== WHAT IS NEEDED ==
Please set down the stretch of the atypical moles article below that begins at the words "What should I" and stops after "once a month.", copying it word for word.

Skin Cancer 101: What are Dysplastic Nevi (Atypical Moles)?
Dysplastic nevi are atypical moles that may increase your risk of skin cancer. They vary in important ways from common moles.
What are common moles?
Common moles are small growths that appear on the skin. These growths are made up of melanocytes, which are pigment cells found in the epidermis that are responsible for producing skin color. When melanocytes grow in clusters, moles are produced. The scientific name for a common mole is nevus. The plural is nevi.
Most people have moles. According to the National Cancer Institute, adults typically have between 10 and 40 moles. Usually, moles are found above the waist and are often located in areas that are exposed to the sun. Rarely, moles may appear on the breast and buttocks.
Some people are born with moles, although they frequently develop during childhood. In most cases, common moles continue to form through middle age. When people reach the age of 40 or 50, the formation of new moles is less common, and moles tend to fade or may go away completely after middle age.
What do common moles look like?
- Size: 5 millimeters (1/4 inch) in diameter or smaller, roughly the size of a pencil eraser
- Shape: round or oval
- Texture: smooth surface
- Edges: distinct boundary between the edge of the mole and the rest of the skin
- Protrusion: slightly raised or domed-shaped
- Color: brown, pink, beige, or flesh-colored
What are dysplastic nevi/atypical moles?
What does a dysplastic nevus/atypical mole look like?
Characteristics of a atypical moles include:
- Size: typically larger than a common mole—greater than 5 millimeters (1/4 inch)
- Shape: shape may vary, but is usually asymmetrical
- Texture: may be pebbly, smooth, scaly, or rougher than common moles
- Edges: usually irregular and jagged, may fade in color around edges
- Protrusion: typically flat
- Color: may be a combination of several colors, from pink to dark brown
Can a dysplastic nevus turn into skin cancer?
Dysplastic nevi/atypical moles can turn into skin cancer, specifically melanoma. However, research indicates that most remain stable over time and very few turn into melanoma. For people with more than 40 moles or more than 5 dysplastic nevi, the risk of skin cancer is higher.
What should I do about a dysplastic nevus/atypical mole?
Everyone should protect themselves from harmful UV radiation from the sun. This is particularly true for people who have a high number of common moles or dysplastic nevi.
Doctors recommend that people with atypical moles perform a self-check on their skin once a month.
What to look for:
- Changes in color, such as when a mole becomes darker or develops new colors.
- Changes is size, such as when a mole grows rapidly or becomes larger than the tip of a pencil eraser.
- Changes in texture, such as becoming hard or the development of a scaly, rough, pebbly, or dry surface.
- Changes in shape, particularly when the edges of a mole become irregular, jagged, or undefined.
If you notice any of these changes during a self-check, consult your doctor.
Should my doctor remove a dysplastic nevus?
Atypical moles rarely need to be removed, as long as they do not show any of the changes listed above. Most doctors recommend regular monitoring. While it is possible for a dysplastic nevi to turn into melanoma, the chance is very low.

(Natural-language object grounding data)
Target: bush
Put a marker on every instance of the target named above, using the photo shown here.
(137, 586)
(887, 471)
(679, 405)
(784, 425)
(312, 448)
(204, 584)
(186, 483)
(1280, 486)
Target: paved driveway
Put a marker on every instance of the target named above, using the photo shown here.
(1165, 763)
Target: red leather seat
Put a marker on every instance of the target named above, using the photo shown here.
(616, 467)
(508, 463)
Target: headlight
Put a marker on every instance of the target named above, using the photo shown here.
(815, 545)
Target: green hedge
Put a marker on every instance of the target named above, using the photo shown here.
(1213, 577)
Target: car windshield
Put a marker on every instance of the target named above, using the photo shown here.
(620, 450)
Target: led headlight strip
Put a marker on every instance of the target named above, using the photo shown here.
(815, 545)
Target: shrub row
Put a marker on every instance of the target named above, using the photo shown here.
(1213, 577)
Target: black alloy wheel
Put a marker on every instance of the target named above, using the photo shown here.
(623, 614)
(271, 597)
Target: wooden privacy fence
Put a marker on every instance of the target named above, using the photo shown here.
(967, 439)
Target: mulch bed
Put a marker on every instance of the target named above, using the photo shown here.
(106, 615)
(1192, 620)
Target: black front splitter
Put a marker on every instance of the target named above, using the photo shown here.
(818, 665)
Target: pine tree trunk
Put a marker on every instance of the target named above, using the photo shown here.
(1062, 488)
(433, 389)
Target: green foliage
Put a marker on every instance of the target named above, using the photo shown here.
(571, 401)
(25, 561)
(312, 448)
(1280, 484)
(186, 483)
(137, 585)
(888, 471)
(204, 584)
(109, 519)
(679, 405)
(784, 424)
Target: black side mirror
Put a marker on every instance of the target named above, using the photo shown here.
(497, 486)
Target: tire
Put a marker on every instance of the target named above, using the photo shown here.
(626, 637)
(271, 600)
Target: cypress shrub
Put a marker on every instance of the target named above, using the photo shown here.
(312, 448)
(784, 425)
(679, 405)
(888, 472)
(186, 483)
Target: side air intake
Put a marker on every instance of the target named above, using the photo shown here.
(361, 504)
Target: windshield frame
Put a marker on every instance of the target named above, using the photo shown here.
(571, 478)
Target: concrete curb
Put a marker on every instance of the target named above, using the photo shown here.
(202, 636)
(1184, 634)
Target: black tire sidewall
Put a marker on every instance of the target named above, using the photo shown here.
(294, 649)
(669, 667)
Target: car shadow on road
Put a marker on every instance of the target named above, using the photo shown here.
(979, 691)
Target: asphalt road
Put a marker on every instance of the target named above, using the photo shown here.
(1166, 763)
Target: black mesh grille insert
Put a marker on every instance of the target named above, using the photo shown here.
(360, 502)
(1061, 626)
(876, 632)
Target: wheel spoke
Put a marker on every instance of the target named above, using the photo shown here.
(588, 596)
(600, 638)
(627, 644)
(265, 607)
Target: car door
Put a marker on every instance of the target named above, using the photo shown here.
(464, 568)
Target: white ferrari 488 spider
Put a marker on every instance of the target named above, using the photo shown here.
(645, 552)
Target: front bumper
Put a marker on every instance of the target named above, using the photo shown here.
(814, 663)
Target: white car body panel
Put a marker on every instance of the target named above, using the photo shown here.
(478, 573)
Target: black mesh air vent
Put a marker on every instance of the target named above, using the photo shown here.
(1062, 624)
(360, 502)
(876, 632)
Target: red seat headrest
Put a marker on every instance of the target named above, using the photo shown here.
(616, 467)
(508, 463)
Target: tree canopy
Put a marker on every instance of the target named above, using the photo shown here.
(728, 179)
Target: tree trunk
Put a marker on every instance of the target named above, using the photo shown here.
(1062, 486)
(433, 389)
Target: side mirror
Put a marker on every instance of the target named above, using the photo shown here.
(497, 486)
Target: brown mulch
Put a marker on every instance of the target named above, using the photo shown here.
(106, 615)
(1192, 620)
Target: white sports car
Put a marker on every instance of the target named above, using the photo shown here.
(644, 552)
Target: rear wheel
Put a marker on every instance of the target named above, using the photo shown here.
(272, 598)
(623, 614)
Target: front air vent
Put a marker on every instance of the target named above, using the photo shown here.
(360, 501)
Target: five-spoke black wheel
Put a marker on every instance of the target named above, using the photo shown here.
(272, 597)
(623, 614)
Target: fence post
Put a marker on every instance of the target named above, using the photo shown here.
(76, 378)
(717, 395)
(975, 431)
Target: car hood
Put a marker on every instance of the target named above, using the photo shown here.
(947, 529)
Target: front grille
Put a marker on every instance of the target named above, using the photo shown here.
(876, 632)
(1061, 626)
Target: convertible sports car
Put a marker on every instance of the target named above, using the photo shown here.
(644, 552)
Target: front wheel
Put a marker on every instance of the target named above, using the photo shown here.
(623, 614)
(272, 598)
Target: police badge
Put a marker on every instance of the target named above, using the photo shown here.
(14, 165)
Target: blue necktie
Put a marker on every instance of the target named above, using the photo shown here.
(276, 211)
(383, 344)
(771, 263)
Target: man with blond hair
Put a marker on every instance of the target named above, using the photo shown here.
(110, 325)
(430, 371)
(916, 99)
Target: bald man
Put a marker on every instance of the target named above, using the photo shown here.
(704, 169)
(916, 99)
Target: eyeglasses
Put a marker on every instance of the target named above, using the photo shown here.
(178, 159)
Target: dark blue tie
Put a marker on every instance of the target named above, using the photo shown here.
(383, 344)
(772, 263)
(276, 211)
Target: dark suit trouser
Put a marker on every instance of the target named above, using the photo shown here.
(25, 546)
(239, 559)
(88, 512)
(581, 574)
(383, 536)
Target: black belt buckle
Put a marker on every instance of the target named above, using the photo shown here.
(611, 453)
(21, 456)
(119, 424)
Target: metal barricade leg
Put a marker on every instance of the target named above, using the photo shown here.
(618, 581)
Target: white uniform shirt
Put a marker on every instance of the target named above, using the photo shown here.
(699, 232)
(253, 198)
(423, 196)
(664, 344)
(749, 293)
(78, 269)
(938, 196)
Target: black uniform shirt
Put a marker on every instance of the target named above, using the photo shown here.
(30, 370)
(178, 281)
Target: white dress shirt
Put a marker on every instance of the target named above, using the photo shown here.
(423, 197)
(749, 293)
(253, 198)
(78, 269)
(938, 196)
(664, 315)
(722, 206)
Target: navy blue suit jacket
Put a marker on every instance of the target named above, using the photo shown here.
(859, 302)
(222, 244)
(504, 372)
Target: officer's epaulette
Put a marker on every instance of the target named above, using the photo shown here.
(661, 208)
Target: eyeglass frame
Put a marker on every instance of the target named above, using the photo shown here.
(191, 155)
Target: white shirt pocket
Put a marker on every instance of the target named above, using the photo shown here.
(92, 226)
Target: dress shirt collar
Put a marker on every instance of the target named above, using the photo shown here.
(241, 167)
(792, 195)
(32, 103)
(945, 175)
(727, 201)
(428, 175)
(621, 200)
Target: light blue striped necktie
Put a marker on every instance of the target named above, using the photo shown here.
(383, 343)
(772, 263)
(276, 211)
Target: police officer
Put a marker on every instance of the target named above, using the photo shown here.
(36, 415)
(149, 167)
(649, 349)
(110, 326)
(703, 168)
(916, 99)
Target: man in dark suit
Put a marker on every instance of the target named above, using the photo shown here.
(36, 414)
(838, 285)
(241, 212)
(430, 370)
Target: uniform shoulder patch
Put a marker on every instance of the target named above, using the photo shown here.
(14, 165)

== RESULT ==
What should I do about a dysplastic nevus/atypical mole?
Everyone should protect themselves from harmful UV radiation from the sun. This is particularly true for people who have a high number of common moles or dysplastic nevi.
Doctors recommend that people with atypical moles perform a self-check on their skin once a month.